### Selection
========

Re: Clustering for Performance



SQL 2005 has lots of performance enhancements among other things. Just
because it does not work like RAC does not mean it can not scale or handle
large workloads. I just finished working on a system that was doing over 25K
batch requests per second with upwards of 1000 concurrent (active and real
connections) and it was hardly breaking a sweat. Please don't make any
decisions based on appearance or misconceptions.

--
Andrew J. Kelly SQL MVP


"Richard" <Richard@xxxxxxxxxxxxxxxxxxxxxxxxx> wrote in message
news:427BB31F-57CA-43A9-965C-E5F18196D696@xxxxxxxxxxxxxxxx
> Thank you Geoff and Andrew for you swift responses.
>
> We are actually looking for a consultant to come in and help with this.
> However I am just doing some ground work beforehand.
>
> I was hoping that SQL Server 2005 would give us some performance
> improvements (such as true Load Balancing like Oracle Real Application
> Clusters), but the improvements over 2000 seem to be mostly for failover
> rather than scaling.
>
> Thanks again for your input
>
> Richard
>
> "Andrew J. Kelly" wrote:
>
>> Richard,
>>
>> Try not to take this the wrong way but if you are asking questions like
>> these and need to implement a system that large you are probably a bit
>> over
>> your head. I suggest you seriously consider hiring a consultant who has
>> been thru things like this before. Quite honestly there aren't many
>> people
>> who have dealt with systems that large. And if not done correctly it will
>> almost certainly turn belly up and die when you even get close to that
>> many
>> users. That said here are a few comments. One is I doubt you will really
>> have 40K concurrent users especially since SQL Server only allows
>> 32,767<g>.

========

### Raw data
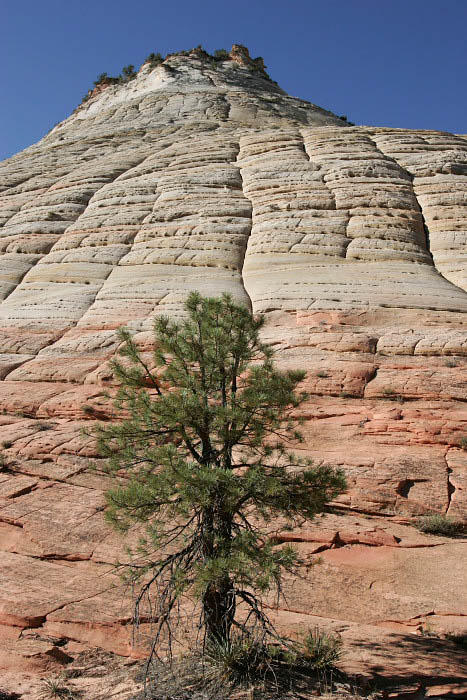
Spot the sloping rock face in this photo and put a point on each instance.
(352, 241)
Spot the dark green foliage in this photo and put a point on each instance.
(154, 59)
(321, 650)
(438, 524)
(102, 78)
(221, 55)
(207, 469)
(128, 73)
(267, 669)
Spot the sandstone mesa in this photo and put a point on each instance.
(353, 242)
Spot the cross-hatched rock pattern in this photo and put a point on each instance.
(352, 241)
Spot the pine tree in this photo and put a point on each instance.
(202, 444)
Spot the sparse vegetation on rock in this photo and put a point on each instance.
(438, 524)
(203, 448)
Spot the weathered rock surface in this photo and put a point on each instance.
(351, 239)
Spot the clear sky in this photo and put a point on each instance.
(395, 63)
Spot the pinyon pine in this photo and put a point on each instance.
(202, 442)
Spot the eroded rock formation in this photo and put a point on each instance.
(352, 240)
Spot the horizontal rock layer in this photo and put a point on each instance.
(351, 240)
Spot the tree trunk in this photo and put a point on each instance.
(219, 597)
(219, 611)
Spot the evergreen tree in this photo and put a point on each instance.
(202, 444)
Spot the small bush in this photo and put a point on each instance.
(56, 688)
(322, 649)
(438, 524)
(458, 638)
(154, 59)
(240, 661)
(128, 73)
(450, 363)
(221, 55)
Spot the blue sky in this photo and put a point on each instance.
(395, 63)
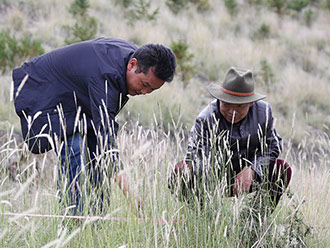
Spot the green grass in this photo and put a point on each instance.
(148, 155)
(297, 59)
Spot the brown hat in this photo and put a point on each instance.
(237, 88)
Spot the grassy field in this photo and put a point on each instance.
(292, 64)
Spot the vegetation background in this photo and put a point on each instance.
(285, 42)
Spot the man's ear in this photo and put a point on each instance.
(132, 64)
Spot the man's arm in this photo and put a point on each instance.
(243, 181)
(271, 146)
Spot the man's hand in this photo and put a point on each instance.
(180, 173)
(243, 181)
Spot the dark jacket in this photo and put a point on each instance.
(86, 80)
(252, 141)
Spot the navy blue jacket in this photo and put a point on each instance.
(86, 80)
(252, 141)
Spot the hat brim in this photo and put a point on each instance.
(217, 93)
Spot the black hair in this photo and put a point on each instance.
(158, 56)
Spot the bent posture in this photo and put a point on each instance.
(74, 94)
(233, 140)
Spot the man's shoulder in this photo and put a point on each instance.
(114, 43)
(261, 105)
(210, 110)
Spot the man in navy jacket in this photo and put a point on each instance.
(75, 92)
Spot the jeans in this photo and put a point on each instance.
(69, 178)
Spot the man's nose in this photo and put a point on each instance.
(146, 91)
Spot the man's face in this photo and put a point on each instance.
(233, 113)
(140, 83)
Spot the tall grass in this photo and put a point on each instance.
(155, 139)
(148, 155)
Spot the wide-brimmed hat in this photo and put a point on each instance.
(237, 88)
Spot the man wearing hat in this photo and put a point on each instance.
(233, 141)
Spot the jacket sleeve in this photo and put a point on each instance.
(270, 145)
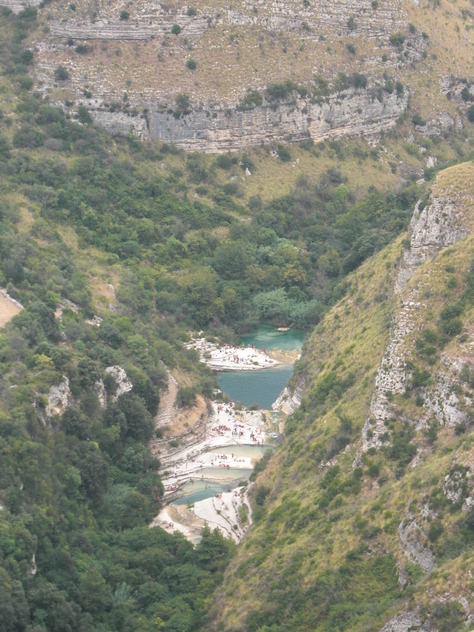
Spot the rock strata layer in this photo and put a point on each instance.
(213, 130)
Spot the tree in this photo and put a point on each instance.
(61, 74)
(140, 423)
(96, 596)
(330, 263)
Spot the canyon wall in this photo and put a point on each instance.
(351, 113)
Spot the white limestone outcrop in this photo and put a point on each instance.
(59, 398)
(123, 383)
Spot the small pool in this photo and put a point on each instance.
(208, 487)
(255, 387)
(266, 337)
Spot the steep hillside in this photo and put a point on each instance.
(364, 514)
(212, 78)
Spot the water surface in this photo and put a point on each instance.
(209, 487)
(255, 387)
(266, 337)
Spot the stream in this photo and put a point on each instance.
(261, 387)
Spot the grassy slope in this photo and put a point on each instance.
(299, 542)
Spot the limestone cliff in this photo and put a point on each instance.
(212, 129)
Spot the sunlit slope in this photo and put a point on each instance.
(353, 526)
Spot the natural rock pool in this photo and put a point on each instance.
(262, 387)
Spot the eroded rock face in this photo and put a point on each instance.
(406, 622)
(18, 5)
(129, 30)
(59, 398)
(215, 129)
(413, 542)
(289, 400)
(438, 225)
(123, 383)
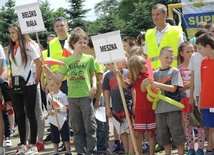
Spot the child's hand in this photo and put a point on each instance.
(50, 112)
(118, 73)
(96, 104)
(57, 109)
(191, 101)
(92, 92)
(133, 110)
(46, 69)
(147, 81)
(108, 113)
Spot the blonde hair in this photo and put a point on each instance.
(22, 39)
(135, 66)
(136, 50)
(75, 36)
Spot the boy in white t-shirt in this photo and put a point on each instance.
(61, 104)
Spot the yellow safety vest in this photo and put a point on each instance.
(170, 38)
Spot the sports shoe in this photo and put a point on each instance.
(31, 150)
(2, 151)
(191, 152)
(40, 146)
(159, 148)
(145, 148)
(15, 134)
(115, 149)
(200, 152)
(62, 148)
(122, 150)
(22, 149)
(208, 153)
(26, 146)
(8, 142)
(48, 138)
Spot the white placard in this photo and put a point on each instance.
(108, 47)
(30, 18)
(100, 114)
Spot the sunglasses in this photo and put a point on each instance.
(59, 19)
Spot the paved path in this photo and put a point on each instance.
(49, 149)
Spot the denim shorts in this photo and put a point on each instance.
(169, 128)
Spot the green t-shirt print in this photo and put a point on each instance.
(78, 71)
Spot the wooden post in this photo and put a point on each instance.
(126, 111)
(42, 82)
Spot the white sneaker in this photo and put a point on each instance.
(2, 151)
(8, 142)
(22, 150)
(31, 150)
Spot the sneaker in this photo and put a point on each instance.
(31, 150)
(200, 152)
(145, 148)
(15, 134)
(115, 149)
(2, 151)
(208, 153)
(186, 147)
(62, 148)
(40, 146)
(122, 150)
(8, 142)
(48, 138)
(26, 146)
(191, 152)
(22, 149)
(159, 148)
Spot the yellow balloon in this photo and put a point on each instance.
(149, 98)
(171, 101)
(155, 97)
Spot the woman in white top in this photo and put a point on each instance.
(22, 55)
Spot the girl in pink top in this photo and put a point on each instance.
(142, 108)
(185, 52)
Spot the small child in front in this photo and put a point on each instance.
(61, 104)
(168, 117)
(205, 45)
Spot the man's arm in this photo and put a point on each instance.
(99, 89)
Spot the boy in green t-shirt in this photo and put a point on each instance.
(82, 86)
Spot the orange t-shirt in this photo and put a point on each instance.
(207, 83)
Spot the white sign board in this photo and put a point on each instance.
(108, 47)
(30, 18)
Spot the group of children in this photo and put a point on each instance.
(163, 123)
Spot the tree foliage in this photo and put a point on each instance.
(7, 17)
(76, 13)
(128, 16)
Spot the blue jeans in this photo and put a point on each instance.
(101, 131)
(6, 124)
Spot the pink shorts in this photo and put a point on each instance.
(144, 121)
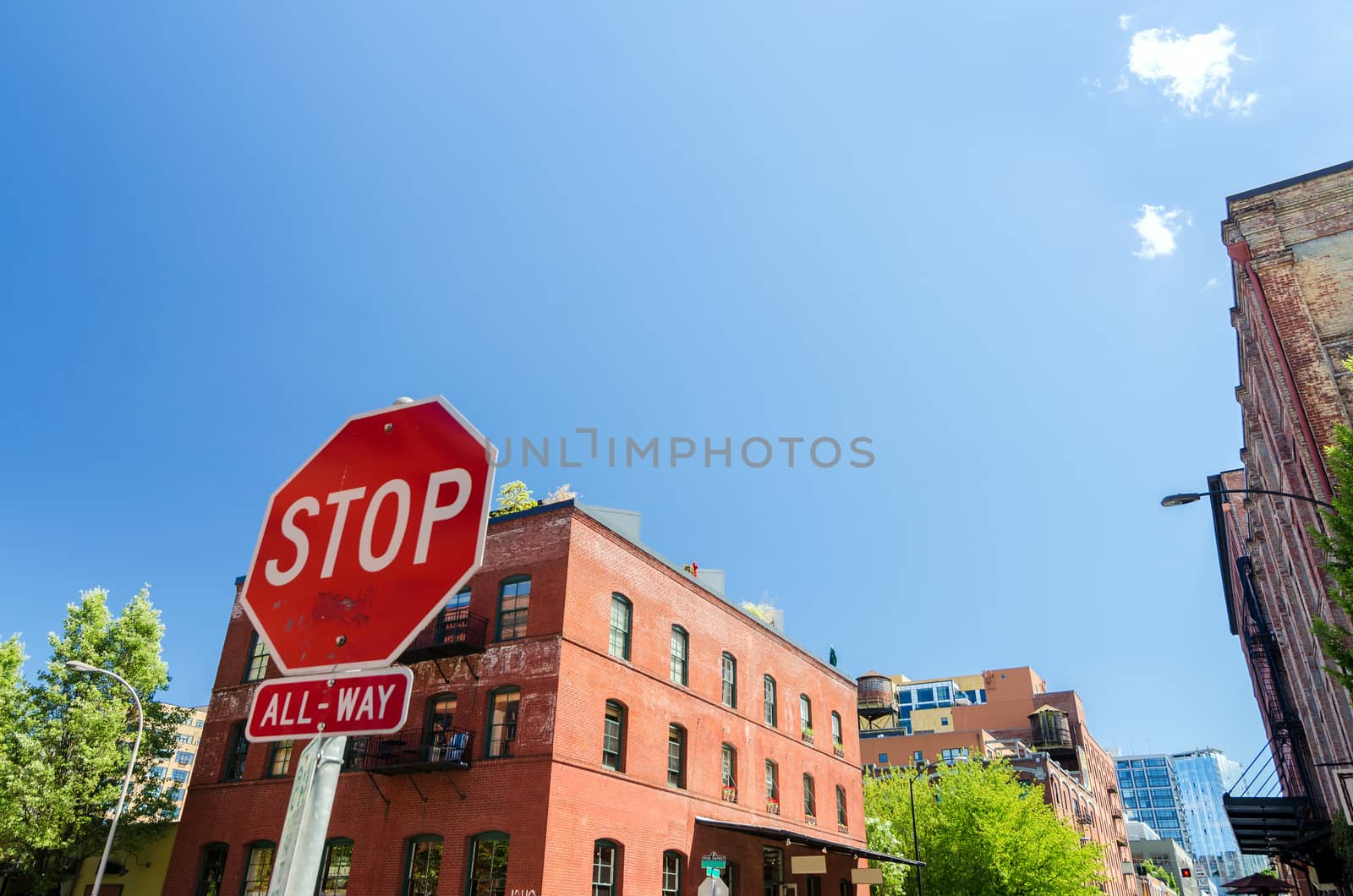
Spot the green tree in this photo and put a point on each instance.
(981, 831)
(1337, 542)
(67, 740)
(1160, 873)
(512, 497)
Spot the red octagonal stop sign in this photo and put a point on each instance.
(365, 542)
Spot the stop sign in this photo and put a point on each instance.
(365, 542)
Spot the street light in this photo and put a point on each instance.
(1190, 497)
(126, 783)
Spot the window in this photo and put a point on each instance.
(604, 869)
(259, 868)
(620, 619)
(441, 713)
(336, 868)
(773, 869)
(279, 758)
(613, 738)
(213, 869)
(728, 760)
(730, 681)
(681, 650)
(513, 603)
(257, 664)
(504, 704)
(237, 754)
(676, 756)
(671, 871)
(489, 865)
(424, 865)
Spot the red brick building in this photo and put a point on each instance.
(1291, 251)
(1005, 713)
(586, 716)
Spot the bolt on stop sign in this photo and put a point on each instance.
(370, 538)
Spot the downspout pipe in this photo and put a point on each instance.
(1240, 254)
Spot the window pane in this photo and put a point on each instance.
(681, 643)
(489, 868)
(337, 866)
(620, 627)
(259, 868)
(604, 869)
(424, 868)
(502, 722)
(513, 605)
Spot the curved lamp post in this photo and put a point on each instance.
(1190, 497)
(126, 781)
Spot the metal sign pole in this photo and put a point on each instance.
(302, 844)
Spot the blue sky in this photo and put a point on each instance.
(225, 232)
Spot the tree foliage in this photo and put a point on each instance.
(512, 497)
(980, 831)
(1336, 641)
(1160, 873)
(65, 740)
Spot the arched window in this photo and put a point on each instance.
(336, 868)
(257, 664)
(730, 675)
(489, 864)
(681, 650)
(279, 758)
(439, 731)
(424, 866)
(613, 736)
(605, 877)
(513, 604)
(259, 866)
(237, 754)
(673, 862)
(213, 869)
(622, 612)
(728, 773)
(676, 756)
(504, 706)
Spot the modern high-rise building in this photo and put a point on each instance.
(1180, 796)
(1291, 251)
(1003, 713)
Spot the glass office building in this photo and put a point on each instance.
(1180, 796)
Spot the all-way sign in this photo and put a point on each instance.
(335, 704)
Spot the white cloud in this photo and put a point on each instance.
(1157, 229)
(1194, 71)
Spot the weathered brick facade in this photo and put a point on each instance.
(1291, 247)
(554, 797)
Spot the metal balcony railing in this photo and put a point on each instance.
(389, 756)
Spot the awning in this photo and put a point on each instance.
(804, 839)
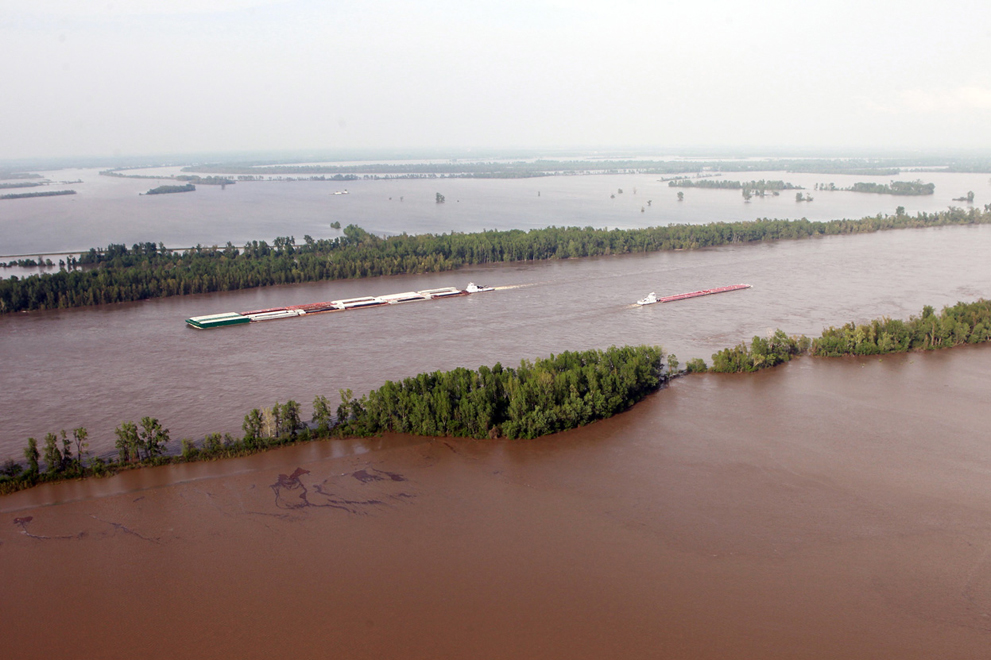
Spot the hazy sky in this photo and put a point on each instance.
(170, 76)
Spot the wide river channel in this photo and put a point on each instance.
(829, 508)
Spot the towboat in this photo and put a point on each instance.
(649, 299)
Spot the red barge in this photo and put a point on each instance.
(652, 297)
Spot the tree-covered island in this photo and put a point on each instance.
(45, 193)
(895, 188)
(538, 398)
(165, 190)
(146, 270)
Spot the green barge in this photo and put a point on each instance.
(217, 320)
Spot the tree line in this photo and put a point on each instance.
(46, 193)
(146, 270)
(895, 188)
(538, 398)
(963, 323)
(723, 184)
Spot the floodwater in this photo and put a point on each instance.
(98, 367)
(825, 509)
(112, 210)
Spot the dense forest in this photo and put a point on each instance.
(146, 270)
(963, 323)
(546, 396)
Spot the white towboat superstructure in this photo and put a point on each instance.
(290, 311)
(650, 299)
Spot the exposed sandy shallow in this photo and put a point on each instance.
(827, 509)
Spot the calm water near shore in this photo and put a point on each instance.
(111, 210)
(826, 509)
(100, 366)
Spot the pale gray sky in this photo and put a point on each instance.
(80, 77)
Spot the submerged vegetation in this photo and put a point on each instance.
(895, 188)
(535, 399)
(146, 270)
(538, 398)
(963, 323)
(546, 396)
(45, 193)
(723, 184)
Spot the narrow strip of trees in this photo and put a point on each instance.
(146, 270)
(537, 398)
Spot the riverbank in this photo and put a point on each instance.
(825, 509)
(149, 270)
(533, 400)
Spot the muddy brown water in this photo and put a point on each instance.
(825, 509)
(97, 367)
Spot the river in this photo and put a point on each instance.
(825, 509)
(98, 367)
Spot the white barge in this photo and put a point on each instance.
(292, 311)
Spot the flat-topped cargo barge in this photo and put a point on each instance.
(292, 311)
(652, 297)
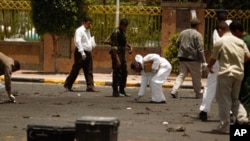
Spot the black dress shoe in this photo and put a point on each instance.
(161, 102)
(68, 89)
(203, 116)
(115, 94)
(91, 90)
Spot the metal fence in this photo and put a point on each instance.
(144, 23)
(144, 29)
(210, 23)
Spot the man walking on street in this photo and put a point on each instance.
(191, 57)
(237, 29)
(231, 53)
(82, 56)
(210, 87)
(7, 66)
(154, 71)
(118, 49)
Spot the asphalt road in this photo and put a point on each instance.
(49, 104)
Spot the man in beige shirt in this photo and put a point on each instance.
(7, 66)
(231, 53)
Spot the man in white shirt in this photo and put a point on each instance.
(210, 88)
(154, 71)
(83, 58)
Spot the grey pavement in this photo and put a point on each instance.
(100, 79)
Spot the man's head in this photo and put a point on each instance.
(136, 66)
(221, 15)
(87, 22)
(195, 22)
(16, 66)
(222, 27)
(123, 24)
(237, 29)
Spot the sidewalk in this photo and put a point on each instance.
(99, 79)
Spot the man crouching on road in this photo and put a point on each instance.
(7, 66)
(155, 71)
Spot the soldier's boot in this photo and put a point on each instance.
(122, 91)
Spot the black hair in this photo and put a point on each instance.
(87, 19)
(124, 22)
(236, 25)
(221, 16)
(134, 64)
(222, 25)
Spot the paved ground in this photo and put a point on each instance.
(50, 104)
(100, 79)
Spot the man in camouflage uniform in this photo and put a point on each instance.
(119, 64)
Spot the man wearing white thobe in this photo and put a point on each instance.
(160, 70)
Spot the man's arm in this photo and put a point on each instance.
(211, 62)
(7, 78)
(114, 47)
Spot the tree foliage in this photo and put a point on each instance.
(56, 17)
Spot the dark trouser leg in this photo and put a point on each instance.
(123, 78)
(88, 70)
(74, 71)
(115, 77)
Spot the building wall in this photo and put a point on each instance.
(28, 53)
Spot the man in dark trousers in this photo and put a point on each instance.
(7, 66)
(83, 59)
(118, 55)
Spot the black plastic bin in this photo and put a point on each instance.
(50, 133)
(91, 128)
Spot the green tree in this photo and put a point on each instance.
(57, 18)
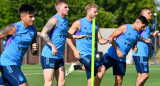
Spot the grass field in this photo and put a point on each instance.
(34, 76)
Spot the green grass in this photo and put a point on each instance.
(78, 78)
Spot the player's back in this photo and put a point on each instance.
(124, 42)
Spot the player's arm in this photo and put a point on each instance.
(7, 31)
(44, 34)
(101, 40)
(72, 36)
(34, 46)
(155, 34)
(145, 40)
(75, 27)
(115, 34)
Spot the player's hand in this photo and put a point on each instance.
(149, 40)
(34, 46)
(54, 51)
(155, 33)
(77, 54)
(135, 49)
(34, 50)
(81, 36)
(119, 53)
(110, 40)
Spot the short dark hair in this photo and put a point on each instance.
(143, 20)
(26, 8)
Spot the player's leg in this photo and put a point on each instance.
(118, 80)
(71, 69)
(86, 61)
(60, 73)
(79, 67)
(48, 76)
(142, 68)
(99, 75)
(60, 76)
(119, 71)
(4, 81)
(105, 62)
(142, 80)
(48, 65)
(14, 75)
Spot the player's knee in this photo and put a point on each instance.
(102, 69)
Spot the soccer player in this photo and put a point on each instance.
(19, 36)
(141, 56)
(83, 48)
(126, 35)
(54, 34)
(73, 67)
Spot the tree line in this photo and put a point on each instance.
(111, 13)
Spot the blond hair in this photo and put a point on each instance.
(89, 6)
(58, 2)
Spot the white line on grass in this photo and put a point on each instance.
(42, 73)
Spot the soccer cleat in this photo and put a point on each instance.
(70, 69)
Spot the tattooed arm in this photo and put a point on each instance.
(8, 30)
(34, 46)
(44, 34)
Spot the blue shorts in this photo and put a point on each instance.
(51, 63)
(141, 64)
(12, 76)
(119, 68)
(86, 61)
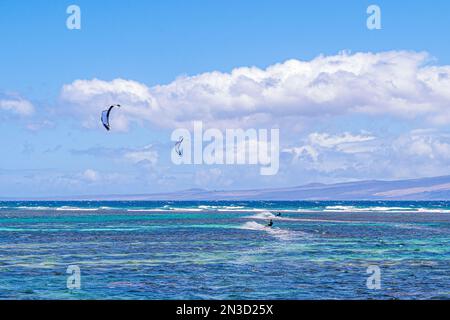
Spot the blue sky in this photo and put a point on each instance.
(53, 151)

========

### Problem description
Reproduce the section of the newsgroup post that opens with the words containing "Re: Clustering for" and closes with "appearance or misconceptions.". Rely on the newsgroup post alone, not on the material.

### Written reply
Re: Clustering for Performance



SQL 2005 has lots of performance enhancements among other things. Just
because it does not work like RAC does not mean it can not scale or handle
large workloads. I just finished working on a system that was doing over 25K
batch requests per second with upwards of 1000 concurrent (active and real
connections) and it was hardly breaking a sweat. Please don't make any
decisions based on appearance or misconceptions.